Wyodrębnij każdy z poniższych wierszy, w którym występuje ciąg „strap”, i przepisz go w całości.

Wiersze ze zbioru danych do wskazywania punktów:
====
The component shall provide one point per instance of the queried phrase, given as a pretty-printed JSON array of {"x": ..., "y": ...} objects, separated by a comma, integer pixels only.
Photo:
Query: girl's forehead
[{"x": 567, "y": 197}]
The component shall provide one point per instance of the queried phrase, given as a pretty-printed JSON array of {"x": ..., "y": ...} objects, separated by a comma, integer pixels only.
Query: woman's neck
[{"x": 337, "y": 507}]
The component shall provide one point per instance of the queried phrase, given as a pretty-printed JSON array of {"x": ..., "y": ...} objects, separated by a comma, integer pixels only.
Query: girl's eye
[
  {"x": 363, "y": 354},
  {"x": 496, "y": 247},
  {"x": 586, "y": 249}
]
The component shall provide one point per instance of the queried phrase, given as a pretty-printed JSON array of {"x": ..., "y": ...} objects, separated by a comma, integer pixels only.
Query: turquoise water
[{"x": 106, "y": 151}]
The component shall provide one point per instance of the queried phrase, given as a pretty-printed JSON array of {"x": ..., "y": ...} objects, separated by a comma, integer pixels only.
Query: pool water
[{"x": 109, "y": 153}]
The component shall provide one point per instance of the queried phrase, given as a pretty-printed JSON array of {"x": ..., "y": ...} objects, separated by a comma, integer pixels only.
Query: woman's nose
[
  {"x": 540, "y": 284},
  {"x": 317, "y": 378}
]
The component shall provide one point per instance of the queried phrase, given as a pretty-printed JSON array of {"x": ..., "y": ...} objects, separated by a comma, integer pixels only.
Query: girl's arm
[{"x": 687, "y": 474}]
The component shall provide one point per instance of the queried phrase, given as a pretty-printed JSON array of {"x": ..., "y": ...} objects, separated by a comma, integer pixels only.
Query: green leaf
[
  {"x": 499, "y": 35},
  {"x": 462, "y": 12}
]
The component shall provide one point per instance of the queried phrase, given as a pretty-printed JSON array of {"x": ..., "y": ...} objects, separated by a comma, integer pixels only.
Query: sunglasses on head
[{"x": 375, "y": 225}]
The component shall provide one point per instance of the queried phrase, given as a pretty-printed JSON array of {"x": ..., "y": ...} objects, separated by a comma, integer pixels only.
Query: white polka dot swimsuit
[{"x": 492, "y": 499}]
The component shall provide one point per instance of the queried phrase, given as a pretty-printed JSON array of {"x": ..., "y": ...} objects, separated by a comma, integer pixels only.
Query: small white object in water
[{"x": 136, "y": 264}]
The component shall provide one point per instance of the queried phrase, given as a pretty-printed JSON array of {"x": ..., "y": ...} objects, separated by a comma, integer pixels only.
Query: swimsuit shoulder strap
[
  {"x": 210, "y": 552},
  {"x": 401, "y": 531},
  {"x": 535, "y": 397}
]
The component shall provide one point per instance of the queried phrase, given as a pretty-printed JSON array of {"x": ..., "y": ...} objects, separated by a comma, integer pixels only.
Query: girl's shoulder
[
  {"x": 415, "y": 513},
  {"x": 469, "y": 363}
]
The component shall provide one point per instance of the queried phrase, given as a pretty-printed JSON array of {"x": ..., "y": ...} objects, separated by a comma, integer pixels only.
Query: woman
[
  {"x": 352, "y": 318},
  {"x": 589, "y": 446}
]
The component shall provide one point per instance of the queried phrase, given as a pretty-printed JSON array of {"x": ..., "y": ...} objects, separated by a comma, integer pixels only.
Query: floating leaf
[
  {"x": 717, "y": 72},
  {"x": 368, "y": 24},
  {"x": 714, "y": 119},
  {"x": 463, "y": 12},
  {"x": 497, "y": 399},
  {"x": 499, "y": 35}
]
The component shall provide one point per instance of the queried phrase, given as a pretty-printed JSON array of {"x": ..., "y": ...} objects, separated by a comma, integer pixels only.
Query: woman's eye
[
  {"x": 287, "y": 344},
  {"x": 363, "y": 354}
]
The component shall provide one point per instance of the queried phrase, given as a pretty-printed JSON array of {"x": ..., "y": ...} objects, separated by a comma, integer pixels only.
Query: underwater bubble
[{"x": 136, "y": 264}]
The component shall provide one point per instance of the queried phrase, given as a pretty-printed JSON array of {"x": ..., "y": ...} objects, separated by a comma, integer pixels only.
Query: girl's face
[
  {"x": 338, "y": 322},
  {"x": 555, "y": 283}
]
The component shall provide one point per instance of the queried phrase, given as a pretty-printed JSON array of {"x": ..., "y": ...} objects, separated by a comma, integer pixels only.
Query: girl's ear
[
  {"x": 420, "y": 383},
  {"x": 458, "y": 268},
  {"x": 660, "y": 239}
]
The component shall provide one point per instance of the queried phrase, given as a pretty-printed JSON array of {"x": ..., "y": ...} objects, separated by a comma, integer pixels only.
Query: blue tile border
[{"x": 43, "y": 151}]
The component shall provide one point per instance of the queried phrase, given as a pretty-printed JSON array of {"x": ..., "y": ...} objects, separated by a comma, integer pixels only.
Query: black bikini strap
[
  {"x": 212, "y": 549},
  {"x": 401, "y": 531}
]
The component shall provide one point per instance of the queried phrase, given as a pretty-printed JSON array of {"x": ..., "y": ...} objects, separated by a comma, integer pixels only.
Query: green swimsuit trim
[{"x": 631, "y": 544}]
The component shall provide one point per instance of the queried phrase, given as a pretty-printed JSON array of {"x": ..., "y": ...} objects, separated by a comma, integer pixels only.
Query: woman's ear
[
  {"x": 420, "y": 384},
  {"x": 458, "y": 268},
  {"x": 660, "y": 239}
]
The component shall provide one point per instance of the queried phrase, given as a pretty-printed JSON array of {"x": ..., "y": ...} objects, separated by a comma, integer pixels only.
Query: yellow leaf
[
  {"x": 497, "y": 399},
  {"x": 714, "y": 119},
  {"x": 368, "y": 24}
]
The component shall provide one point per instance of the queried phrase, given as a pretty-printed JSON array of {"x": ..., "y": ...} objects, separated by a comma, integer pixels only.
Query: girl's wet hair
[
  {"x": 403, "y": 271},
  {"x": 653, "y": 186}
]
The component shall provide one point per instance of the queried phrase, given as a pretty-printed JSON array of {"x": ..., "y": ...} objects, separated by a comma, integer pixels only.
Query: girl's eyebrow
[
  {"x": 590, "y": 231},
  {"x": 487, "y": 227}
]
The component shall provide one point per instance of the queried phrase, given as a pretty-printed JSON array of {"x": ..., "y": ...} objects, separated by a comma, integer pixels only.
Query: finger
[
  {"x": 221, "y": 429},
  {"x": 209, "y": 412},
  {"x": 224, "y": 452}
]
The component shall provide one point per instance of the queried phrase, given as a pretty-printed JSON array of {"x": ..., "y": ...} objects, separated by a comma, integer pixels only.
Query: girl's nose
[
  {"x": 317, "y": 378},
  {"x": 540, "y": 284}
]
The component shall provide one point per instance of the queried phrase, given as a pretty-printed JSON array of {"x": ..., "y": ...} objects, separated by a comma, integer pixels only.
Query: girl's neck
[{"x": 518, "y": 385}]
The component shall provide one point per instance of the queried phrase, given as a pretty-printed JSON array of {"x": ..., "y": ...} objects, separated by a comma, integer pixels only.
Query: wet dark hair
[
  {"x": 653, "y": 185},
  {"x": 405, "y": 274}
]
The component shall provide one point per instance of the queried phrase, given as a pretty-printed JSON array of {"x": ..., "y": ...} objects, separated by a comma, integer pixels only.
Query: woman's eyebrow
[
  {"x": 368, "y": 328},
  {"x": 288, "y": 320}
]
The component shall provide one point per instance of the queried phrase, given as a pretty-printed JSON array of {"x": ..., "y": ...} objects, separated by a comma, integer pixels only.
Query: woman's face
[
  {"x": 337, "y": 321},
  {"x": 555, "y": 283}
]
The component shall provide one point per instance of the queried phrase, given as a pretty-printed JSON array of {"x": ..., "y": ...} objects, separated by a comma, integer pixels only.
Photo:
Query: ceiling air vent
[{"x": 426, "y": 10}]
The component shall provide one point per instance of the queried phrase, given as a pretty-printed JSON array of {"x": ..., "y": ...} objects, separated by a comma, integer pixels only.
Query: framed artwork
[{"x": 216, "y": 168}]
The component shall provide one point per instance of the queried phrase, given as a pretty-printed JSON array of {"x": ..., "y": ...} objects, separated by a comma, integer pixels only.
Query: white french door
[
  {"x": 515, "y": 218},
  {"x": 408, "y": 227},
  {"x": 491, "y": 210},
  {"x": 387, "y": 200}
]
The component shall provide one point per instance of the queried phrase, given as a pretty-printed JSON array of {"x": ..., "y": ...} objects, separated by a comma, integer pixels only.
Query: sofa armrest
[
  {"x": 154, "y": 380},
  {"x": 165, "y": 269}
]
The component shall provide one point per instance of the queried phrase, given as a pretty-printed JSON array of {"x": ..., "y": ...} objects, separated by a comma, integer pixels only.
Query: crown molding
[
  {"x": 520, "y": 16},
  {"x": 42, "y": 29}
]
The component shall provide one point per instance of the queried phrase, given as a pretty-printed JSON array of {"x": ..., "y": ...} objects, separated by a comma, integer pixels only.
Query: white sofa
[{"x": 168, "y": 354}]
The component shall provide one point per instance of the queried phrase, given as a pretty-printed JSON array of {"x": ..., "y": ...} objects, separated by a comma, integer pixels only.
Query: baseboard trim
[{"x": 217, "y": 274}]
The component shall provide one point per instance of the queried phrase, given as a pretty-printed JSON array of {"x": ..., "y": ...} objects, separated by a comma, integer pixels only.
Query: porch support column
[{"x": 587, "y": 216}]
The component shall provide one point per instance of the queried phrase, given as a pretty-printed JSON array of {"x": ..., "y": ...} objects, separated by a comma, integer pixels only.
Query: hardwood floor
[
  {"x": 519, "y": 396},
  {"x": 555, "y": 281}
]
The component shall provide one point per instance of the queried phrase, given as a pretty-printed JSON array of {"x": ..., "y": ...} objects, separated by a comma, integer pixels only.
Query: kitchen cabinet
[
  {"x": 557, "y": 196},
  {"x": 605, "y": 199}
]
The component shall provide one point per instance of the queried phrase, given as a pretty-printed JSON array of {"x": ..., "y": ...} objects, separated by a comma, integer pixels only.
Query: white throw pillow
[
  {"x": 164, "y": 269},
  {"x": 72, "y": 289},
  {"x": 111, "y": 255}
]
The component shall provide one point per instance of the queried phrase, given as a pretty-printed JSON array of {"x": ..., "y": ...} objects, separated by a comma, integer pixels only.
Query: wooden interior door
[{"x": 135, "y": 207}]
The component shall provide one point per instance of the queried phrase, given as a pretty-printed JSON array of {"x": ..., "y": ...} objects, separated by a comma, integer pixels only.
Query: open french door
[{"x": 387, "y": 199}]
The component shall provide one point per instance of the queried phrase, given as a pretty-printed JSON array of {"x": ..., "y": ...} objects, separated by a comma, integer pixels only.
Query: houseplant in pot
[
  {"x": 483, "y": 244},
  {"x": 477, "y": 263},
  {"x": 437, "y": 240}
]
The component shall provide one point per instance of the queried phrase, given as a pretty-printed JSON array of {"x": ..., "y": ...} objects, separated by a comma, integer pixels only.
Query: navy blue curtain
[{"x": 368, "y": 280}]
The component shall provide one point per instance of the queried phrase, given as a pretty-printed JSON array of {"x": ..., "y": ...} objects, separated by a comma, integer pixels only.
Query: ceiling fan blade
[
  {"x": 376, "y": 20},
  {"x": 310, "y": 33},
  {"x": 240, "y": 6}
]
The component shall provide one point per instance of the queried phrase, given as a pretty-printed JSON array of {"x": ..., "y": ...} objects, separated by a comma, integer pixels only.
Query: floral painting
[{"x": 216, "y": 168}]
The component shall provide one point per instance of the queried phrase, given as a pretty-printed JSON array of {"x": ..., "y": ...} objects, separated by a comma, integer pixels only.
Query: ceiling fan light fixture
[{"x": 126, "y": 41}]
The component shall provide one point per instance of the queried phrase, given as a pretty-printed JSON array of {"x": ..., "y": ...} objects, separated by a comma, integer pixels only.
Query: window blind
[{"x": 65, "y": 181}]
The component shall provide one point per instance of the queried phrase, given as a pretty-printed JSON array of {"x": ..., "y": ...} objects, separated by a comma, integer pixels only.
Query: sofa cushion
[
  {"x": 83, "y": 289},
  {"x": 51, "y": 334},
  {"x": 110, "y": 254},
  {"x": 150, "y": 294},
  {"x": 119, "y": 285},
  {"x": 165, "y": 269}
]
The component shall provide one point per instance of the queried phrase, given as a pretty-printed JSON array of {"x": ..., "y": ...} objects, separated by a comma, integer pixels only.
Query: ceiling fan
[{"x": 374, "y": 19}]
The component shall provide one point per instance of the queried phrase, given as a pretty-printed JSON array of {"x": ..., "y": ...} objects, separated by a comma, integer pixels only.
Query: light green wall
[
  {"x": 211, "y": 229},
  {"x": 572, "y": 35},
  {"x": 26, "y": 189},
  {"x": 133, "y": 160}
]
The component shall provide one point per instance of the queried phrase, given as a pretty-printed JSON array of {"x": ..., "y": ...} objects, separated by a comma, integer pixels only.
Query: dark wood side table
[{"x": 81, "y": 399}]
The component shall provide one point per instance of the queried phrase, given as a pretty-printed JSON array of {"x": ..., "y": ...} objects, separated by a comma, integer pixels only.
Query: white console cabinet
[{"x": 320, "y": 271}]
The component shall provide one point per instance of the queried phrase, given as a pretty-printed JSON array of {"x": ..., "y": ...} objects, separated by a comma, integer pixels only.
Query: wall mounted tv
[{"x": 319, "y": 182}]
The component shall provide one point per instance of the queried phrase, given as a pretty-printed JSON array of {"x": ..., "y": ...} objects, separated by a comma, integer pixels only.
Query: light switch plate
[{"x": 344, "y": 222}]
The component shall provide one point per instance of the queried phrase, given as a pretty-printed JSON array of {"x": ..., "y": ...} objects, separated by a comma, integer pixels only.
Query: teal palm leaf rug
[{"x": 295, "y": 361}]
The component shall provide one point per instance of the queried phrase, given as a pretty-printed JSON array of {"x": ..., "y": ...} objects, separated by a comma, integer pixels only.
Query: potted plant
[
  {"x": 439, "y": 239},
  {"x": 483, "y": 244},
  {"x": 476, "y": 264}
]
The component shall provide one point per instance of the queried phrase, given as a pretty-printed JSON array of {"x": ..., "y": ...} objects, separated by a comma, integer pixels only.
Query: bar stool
====
# Rozwiązanie zadania
Query: swimsuit shoulder strap
Query: black bikini strap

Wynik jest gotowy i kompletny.